#### What needs to be done:
Print all entries precisely as they are written.

--- begin Extracted entries ---

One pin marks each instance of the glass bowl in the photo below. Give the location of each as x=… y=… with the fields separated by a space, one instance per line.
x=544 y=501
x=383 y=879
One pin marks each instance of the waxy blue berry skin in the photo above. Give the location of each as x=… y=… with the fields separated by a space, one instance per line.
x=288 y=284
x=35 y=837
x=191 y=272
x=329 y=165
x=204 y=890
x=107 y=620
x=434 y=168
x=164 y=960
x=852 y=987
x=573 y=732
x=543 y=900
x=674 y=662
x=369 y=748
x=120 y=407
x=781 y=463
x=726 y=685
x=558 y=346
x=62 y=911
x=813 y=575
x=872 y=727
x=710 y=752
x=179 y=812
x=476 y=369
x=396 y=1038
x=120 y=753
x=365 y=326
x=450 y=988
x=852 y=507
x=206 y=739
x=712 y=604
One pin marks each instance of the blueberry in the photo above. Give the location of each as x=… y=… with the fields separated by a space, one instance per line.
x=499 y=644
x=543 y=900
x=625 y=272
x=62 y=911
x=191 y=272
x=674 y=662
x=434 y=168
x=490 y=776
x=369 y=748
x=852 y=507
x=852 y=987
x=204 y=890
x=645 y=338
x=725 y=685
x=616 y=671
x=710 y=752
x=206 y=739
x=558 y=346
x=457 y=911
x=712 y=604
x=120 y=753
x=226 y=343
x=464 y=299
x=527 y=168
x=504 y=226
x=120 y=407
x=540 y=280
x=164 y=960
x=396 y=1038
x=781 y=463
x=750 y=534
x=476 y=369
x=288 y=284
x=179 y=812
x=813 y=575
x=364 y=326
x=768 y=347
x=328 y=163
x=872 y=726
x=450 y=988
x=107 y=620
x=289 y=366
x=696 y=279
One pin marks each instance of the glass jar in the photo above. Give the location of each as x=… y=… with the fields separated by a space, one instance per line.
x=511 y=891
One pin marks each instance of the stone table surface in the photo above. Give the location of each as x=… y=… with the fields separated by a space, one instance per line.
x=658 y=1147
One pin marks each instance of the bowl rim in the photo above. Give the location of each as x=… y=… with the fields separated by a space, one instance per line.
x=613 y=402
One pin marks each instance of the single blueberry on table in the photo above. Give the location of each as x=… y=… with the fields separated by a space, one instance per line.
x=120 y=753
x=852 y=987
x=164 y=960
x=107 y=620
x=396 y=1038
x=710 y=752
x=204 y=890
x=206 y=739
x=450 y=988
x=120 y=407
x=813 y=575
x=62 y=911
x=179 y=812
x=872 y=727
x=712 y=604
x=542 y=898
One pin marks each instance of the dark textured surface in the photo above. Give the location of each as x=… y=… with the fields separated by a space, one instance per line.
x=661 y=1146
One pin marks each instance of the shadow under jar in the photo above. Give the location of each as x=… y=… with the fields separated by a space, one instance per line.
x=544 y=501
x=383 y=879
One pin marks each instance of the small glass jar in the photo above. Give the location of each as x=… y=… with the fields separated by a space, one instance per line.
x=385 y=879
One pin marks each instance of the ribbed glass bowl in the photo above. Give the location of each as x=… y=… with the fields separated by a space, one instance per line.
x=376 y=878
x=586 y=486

--- end Extracted entries ---

#### Response for this exercise:
One pin marks each instance of the glass bowl in the photo below. Give the location of each as x=… y=… with the fields separated by a space, one instance per line.
x=544 y=501
x=383 y=879
One pin marks each instance of the waxy blue berry skin in the photo above. Give the location of each as x=… y=… with the fields separated by a space, one instance per line.
x=288 y=284
x=35 y=837
x=191 y=272
x=329 y=165
x=204 y=890
x=107 y=620
x=434 y=168
x=164 y=960
x=852 y=987
x=573 y=732
x=543 y=900
x=674 y=662
x=369 y=748
x=120 y=407
x=781 y=463
x=726 y=685
x=558 y=346
x=62 y=911
x=813 y=575
x=872 y=727
x=710 y=752
x=179 y=812
x=476 y=369
x=396 y=1038
x=120 y=753
x=365 y=326
x=450 y=988
x=852 y=507
x=206 y=739
x=712 y=604
One pin marks each instance of the blueberry in the photo above. Give the location of each as x=… y=… with the fields separated by a space, one instance per line.
x=499 y=644
x=543 y=900
x=625 y=272
x=62 y=911
x=191 y=272
x=674 y=662
x=434 y=168
x=490 y=776
x=369 y=748
x=852 y=507
x=852 y=987
x=204 y=890
x=645 y=338
x=725 y=685
x=616 y=671
x=710 y=752
x=206 y=739
x=558 y=346
x=457 y=911
x=712 y=604
x=120 y=753
x=226 y=343
x=464 y=299
x=527 y=168
x=504 y=226
x=120 y=407
x=540 y=280
x=164 y=960
x=396 y=1038
x=781 y=463
x=750 y=534
x=476 y=369
x=288 y=284
x=179 y=812
x=813 y=575
x=364 y=326
x=768 y=347
x=328 y=163
x=872 y=726
x=450 y=988
x=107 y=620
x=289 y=366
x=696 y=279
One pin marks each instance of the glass jar in the photo above. Give the location of each as x=… y=… with the fields separated by a space, one instance per line.
x=511 y=891
One pin marks each instance of the stone table surface in the photo above. Give the location of each as x=… y=… with the fields separated by a space, one instance per line.
x=658 y=1147
One pin marks each instance of the bowl rim in the photo above. Give the location of each as x=… y=… with the fields separated by a space, one instance per line.
x=613 y=402
One pin marks each instance of the single blueberry on table in the photo above. Give the location of each as x=… y=… with the fields separated by a space, one instance per line.
x=120 y=753
x=852 y=987
x=164 y=960
x=107 y=620
x=396 y=1038
x=710 y=752
x=204 y=890
x=206 y=739
x=450 y=988
x=120 y=407
x=813 y=575
x=62 y=911
x=179 y=812
x=872 y=727
x=712 y=604
x=542 y=898
One pin marks each instance of the dark textured surface in the photo above. Give the location of each as x=… y=… with the fields separated by a space, one instance per line.
x=661 y=1146
One pin marks each instance of the shadow under jar in the photo above. Give the location of each as x=… y=… with the fields separated by a space, one instance per line.
x=544 y=501
x=383 y=879
One pin marks each instance of the small glass jar in the photo above. Give the location of each as x=… y=… with the fields separated by a space, one instance per line.
x=385 y=879
One pin marks each instance of the ribbed glass bowl in the photo above. Give the location of each as x=… y=… with the fields separated by a space, one instance per line.
x=376 y=878
x=586 y=486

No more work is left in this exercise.